(Entries from a collection)
* * *

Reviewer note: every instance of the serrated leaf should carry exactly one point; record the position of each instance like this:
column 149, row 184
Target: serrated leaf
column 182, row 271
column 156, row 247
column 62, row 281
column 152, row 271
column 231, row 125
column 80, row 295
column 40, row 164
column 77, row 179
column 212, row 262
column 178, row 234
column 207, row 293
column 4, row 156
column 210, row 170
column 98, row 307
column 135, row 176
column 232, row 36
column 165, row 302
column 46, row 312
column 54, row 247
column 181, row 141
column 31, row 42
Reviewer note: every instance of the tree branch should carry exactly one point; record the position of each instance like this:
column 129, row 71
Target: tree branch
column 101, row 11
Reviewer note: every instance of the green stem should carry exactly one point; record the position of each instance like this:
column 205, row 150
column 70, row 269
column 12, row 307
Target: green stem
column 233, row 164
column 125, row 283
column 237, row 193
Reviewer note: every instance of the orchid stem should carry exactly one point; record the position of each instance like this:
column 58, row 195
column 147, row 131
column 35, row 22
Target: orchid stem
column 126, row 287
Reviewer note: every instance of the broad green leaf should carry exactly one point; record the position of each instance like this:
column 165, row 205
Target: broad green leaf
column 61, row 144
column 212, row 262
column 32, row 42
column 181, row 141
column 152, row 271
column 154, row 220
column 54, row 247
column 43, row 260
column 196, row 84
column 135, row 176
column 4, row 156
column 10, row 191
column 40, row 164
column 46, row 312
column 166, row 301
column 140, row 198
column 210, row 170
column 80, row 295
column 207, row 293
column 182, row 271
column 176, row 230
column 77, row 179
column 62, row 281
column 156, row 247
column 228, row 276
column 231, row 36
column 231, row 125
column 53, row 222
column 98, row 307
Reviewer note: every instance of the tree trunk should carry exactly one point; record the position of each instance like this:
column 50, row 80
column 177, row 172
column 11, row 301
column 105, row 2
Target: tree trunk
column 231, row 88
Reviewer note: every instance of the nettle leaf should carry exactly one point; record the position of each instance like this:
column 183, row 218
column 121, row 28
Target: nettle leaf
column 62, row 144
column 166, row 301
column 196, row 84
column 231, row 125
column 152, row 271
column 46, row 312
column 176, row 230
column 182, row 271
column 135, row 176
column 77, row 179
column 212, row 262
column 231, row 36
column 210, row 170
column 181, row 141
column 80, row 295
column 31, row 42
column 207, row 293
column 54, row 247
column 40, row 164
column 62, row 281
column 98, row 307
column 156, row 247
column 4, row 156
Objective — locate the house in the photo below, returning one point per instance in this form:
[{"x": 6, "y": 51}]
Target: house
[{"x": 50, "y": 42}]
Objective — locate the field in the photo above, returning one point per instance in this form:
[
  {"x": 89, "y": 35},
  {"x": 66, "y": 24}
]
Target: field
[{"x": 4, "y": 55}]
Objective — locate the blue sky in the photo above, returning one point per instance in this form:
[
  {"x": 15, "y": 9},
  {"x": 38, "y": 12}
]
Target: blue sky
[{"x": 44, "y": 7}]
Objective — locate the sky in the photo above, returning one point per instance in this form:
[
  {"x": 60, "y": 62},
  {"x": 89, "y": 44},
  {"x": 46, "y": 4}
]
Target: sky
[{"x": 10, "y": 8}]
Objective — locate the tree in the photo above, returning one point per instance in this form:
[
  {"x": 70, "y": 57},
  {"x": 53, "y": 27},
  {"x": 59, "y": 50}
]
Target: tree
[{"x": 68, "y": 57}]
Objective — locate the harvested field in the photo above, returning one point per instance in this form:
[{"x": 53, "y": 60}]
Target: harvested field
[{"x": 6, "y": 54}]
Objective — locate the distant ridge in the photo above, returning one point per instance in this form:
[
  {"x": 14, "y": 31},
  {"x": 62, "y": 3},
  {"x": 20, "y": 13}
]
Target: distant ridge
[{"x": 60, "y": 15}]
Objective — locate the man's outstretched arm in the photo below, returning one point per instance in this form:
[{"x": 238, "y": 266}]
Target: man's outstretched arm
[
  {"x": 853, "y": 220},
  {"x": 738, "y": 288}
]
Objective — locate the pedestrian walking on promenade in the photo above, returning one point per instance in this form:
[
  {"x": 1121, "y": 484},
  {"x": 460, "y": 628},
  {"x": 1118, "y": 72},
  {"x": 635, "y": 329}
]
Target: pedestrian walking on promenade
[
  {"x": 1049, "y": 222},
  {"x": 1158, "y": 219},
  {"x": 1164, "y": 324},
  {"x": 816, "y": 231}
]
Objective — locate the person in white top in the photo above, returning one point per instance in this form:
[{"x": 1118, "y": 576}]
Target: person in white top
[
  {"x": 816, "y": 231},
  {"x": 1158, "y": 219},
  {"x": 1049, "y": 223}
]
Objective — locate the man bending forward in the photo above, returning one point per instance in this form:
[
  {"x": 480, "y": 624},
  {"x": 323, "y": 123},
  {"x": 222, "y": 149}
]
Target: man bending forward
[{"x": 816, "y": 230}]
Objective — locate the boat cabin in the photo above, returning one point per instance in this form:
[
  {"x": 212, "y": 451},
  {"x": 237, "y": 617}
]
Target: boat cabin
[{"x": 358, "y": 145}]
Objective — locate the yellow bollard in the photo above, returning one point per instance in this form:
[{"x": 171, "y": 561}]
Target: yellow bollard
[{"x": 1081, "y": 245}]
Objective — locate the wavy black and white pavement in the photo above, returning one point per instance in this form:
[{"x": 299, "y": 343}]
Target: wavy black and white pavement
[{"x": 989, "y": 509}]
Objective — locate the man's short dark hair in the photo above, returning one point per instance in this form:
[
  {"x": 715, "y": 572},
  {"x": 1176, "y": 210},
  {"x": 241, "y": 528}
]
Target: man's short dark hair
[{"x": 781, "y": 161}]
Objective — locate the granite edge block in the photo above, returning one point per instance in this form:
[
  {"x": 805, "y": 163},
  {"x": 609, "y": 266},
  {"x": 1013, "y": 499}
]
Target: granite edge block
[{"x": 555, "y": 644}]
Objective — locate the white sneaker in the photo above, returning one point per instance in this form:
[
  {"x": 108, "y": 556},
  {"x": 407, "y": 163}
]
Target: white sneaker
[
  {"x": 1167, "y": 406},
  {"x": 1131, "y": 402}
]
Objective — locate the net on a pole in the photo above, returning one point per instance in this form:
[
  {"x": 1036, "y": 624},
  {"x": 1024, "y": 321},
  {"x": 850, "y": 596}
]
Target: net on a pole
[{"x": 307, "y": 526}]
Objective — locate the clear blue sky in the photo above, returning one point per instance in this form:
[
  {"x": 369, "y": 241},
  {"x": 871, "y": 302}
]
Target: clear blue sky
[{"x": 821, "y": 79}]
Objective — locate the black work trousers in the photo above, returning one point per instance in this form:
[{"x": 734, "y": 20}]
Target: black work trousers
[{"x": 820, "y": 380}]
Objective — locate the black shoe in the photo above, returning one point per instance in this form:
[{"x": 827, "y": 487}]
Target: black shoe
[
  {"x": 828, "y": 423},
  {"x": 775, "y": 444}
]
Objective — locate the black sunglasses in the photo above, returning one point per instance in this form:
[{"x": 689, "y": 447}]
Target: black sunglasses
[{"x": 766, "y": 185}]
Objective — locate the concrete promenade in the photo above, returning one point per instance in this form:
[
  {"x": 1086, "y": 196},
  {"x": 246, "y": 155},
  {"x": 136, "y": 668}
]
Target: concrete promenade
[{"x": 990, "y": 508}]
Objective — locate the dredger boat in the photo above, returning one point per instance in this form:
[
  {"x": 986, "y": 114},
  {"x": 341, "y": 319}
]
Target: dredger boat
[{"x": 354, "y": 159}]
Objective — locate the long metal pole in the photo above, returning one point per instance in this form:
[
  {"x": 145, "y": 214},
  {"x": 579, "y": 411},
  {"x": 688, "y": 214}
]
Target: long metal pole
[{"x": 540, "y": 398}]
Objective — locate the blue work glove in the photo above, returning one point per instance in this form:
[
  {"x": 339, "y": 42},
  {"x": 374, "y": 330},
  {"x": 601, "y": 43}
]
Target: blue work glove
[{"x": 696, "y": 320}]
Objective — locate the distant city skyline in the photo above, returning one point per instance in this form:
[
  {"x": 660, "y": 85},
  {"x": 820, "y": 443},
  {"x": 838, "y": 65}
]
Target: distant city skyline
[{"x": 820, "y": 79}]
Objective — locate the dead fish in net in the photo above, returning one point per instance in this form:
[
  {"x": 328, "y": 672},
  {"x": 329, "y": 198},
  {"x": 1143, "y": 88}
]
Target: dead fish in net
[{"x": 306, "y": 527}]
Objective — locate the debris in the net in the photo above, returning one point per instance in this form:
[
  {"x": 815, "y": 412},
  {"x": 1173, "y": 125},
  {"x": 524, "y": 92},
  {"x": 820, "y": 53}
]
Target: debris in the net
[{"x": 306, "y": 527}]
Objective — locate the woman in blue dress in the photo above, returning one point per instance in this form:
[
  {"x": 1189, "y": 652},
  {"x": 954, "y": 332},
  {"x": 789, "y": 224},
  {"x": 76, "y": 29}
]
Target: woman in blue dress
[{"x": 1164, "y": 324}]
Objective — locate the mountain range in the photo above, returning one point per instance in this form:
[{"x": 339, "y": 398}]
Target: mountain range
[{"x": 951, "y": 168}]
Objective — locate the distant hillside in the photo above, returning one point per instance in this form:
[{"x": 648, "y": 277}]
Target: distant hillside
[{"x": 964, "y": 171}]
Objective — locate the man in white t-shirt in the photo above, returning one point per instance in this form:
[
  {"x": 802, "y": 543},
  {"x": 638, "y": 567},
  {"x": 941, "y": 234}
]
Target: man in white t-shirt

* * *

§ **EXERCISE**: Copy everything from the line containing "Objective — locate the distant hillside" down to the end of the records, keeping each line identical.

§ **REPLY TO THE TASK**:
Objective — locate the distant hillside in the photo above, returning one point per instance in this form:
[{"x": 648, "y": 277}]
Target: distant hillside
[{"x": 964, "y": 171}]
Objective — locate the man in white t-shirt in the photo above, returning one point per instance in this form:
[
  {"x": 802, "y": 543},
  {"x": 638, "y": 567},
  {"x": 941, "y": 234}
]
Target: man in white t-shirt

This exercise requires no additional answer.